**Requirement:** Everything from the line that holds "Might you point out the tree" through the end of the data below should be output exactly, both ends included.

**Information given:**
******************************
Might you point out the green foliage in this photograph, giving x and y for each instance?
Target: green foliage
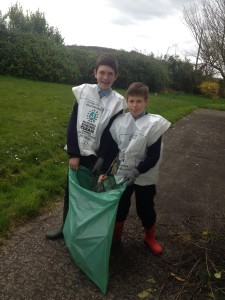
(33, 123)
(31, 49)
(209, 89)
(30, 23)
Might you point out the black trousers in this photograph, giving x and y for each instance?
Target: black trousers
(86, 161)
(145, 206)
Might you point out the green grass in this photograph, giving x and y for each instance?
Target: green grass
(33, 123)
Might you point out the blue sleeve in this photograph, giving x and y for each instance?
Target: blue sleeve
(106, 143)
(72, 140)
(153, 155)
(110, 156)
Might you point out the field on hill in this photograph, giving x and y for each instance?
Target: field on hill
(33, 123)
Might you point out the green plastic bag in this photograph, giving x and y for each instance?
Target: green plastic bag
(90, 223)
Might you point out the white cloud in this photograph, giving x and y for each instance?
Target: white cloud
(144, 25)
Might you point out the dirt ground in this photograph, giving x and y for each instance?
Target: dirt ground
(190, 206)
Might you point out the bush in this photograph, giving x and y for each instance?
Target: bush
(209, 89)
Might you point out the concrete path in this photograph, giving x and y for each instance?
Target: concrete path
(192, 184)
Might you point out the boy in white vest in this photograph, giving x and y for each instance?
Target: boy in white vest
(96, 107)
(138, 136)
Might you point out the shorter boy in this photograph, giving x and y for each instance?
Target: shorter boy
(138, 136)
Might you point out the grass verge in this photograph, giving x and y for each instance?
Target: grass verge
(33, 123)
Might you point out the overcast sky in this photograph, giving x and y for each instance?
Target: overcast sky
(149, 26)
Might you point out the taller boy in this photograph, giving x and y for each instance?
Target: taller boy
(96, 108)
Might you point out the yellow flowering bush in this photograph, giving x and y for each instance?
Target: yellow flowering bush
(209, 89)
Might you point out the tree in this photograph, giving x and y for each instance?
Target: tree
(207, 24)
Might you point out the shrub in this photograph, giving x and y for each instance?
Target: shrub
(209, 89)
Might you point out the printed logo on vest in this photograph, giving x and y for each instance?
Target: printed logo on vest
(92, 115)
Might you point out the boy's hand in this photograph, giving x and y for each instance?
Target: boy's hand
(74, 163)
(131, 176)
(98, 165)
(101, 178)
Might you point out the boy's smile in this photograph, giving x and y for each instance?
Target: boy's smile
(136, 105)
(105, 76)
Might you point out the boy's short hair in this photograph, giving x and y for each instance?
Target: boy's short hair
(107, 59)
(137, 89)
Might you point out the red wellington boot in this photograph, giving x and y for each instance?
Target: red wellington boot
(150, 241)
(118, 231)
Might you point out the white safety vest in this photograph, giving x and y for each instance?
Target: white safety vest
(133, 138)
(93, 115)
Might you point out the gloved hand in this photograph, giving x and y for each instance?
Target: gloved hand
(131, 176)
(98, 165)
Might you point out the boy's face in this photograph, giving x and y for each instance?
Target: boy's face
(136, 104)
(105, 76)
******************************
**Solution for this problem:**
Might you point out the tree in this photograph, giving x and y for each instance?
Target: tree
(207, 24)
Might you point out the shrub in this photograph, giving x and y for each instance?
Target: shrub
(209, 89)
Might you point out the printed logo on vest in this photograph, giving x and y for each instance?
Target: printed logo on vest
(92, 115)
Might you point out the boy's hand in this photograph, giving x and y for each instance?
Target: boy's hand
(74, 163)
(131, 176)
(98, 165)
(101, 178)
Might you point out the boy's smile in this photograph, giving x and y for each instance?
Target: boy's smile
(136, 105)
(105, 76)
Might you point out the boy's short hair in this photograph, giving x and y for each instance?
Target: boy's short hair
(107, 59)
(137, 89)
Might you point out the red wellington boot in this photograph, giving x and y for each instance?
Target: red wellington boot
(150, 241)
(118, 231)
Might you point out the white safety vest in this photograph, giving x and y for each instance?
Target: white safety vest
(133, 138)
(93, 115)
Might you point out the gloved hand in this photograph, giving x and y for each instance?
Target: gloved hand
(131, 176)
(98, 165)
Might you point out the boy's face in this photograph, giving x and y for each instance?
Target: boy's face
(136, 104)
(105, 76)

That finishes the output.